■ **EXTRAIT DE PAGE**
▶

Gilles Ortlieb d'une rive à l'autre

Est-ce la seule manière de s'approcher de l’art ? Est-ce le seul moyen de franchir le pont suspendu au dessus du vide entre le réel et sa représentation  ? Toujours est-il qu’Ortlieb a cesse d’infiltrer la surface. Soudain celle-ci n’est plus  droite comme un i  au moment où l’auteur ne se veut plus ilote rêvant de devenir idole sous prétexte de figer et fixer la surface comme une parcelle d’éternité.
Il ne s’agit plus seulement de tendre une surface mais de la faire pendre  afin de mettre sur la rétine du postiche. La surface n’est donc  plus l’infirmière impeccable de nos identités. Elle se distend comme une peau usée pour nous travailler là où notre imagination morte peut imaginer encore face à ce qui est montré comme proche mais étranger. Ce qu’on appelle le cabotage  fait remonter ou descendre des formes flottantes en une manière de suggérer  le corps : le corps exsangue, absent, à la dérive.

◀

■ **CONSIGNES À SUIVRE**
Mettez à jour le passage de l'extrait sur Gilles Ortlieb en commençant à « Est-ce la seule » et en terminant à « une parcelle d’éternité. », puis redonnez-le avec « pont de lianes » à la place de « pont suspendu ». Les données qui suivent n'ont aucun rapport avec l'extrait.

[Enregistrements d'un jeu de données de pointage]

▶

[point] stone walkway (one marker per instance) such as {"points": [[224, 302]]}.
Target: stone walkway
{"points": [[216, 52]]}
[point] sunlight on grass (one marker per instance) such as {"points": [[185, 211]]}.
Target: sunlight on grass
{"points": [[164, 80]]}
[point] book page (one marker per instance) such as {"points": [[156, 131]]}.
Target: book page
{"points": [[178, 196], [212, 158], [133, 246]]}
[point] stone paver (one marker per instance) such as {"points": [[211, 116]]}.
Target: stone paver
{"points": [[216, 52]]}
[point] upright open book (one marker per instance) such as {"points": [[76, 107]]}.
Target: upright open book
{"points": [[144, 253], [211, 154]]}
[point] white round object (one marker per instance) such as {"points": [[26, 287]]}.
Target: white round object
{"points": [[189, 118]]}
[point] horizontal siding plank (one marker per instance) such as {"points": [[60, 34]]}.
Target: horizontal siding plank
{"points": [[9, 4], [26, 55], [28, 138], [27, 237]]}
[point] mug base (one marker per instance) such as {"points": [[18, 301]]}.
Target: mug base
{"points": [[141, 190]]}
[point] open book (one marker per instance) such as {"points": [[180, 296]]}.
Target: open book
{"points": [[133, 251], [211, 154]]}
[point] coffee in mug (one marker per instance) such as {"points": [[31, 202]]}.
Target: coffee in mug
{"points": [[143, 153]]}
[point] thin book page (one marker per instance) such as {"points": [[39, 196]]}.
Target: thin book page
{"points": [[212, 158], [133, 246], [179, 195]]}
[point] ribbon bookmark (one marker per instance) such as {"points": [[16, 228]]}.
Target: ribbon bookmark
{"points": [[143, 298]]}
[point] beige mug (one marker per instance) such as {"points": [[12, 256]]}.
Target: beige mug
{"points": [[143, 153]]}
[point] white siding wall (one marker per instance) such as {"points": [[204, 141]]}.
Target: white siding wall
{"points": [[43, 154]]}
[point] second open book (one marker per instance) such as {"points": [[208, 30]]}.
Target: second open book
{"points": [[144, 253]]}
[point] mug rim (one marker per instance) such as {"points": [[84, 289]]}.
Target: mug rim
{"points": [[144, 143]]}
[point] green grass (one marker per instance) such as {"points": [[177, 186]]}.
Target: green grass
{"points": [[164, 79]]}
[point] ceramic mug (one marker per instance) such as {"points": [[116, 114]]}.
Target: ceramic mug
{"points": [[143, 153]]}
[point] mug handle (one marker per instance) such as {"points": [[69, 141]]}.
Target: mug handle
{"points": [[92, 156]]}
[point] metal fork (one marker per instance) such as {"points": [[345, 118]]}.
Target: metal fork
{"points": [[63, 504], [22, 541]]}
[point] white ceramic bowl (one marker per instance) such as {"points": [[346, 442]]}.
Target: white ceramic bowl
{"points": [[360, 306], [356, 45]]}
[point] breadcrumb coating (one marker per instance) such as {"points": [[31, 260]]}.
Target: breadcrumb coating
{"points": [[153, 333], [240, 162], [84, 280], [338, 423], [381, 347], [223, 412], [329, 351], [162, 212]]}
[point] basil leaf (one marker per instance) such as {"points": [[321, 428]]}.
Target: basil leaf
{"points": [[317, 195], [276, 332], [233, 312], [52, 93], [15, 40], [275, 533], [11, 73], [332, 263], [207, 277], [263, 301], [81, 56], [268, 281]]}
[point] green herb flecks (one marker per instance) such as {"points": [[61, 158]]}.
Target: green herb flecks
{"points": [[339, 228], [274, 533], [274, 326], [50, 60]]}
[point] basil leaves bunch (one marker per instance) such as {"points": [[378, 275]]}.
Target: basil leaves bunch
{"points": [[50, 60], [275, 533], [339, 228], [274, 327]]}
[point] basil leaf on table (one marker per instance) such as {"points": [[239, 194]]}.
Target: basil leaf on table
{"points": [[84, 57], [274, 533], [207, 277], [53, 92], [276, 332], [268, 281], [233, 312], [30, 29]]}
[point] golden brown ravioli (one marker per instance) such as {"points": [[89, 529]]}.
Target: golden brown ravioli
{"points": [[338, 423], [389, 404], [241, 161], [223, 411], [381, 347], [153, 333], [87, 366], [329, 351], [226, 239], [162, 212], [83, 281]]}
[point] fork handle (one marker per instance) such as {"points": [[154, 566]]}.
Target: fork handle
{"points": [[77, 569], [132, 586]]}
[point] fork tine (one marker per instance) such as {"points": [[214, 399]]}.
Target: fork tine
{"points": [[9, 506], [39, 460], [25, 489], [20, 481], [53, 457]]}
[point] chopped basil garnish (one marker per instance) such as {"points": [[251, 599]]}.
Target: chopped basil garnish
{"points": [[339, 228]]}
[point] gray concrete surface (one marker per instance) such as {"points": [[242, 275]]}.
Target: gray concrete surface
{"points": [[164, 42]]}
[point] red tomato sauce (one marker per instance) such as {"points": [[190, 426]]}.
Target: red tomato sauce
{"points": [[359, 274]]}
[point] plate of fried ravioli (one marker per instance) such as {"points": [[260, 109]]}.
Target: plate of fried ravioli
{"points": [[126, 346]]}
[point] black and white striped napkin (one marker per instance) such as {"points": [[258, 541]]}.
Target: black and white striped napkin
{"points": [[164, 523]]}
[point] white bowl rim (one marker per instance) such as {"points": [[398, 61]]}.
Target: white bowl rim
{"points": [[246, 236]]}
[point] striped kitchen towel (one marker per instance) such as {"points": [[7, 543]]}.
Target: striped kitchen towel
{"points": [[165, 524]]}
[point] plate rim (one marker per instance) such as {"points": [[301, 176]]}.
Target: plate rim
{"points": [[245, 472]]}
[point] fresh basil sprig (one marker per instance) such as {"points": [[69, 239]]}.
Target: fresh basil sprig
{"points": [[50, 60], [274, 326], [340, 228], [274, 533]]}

◀

■ **RÉPONSE**
Est-ce la seule manière de s'approcher de l’art ? Est-ce le seul moyen de franchir le pont de lianes au dessus du vide entre le réel et sa représentation  ? Toujours est-il qu’Ortlieb a cesse d’infiltrer la surface. Soudain celle-ci n’est plus  droite comme un i  au moment où l’auteur ne se veut plus ilote rêvant de devenir idole sous prétexte de figer et fixer la surface comme une parcelle d’éternité.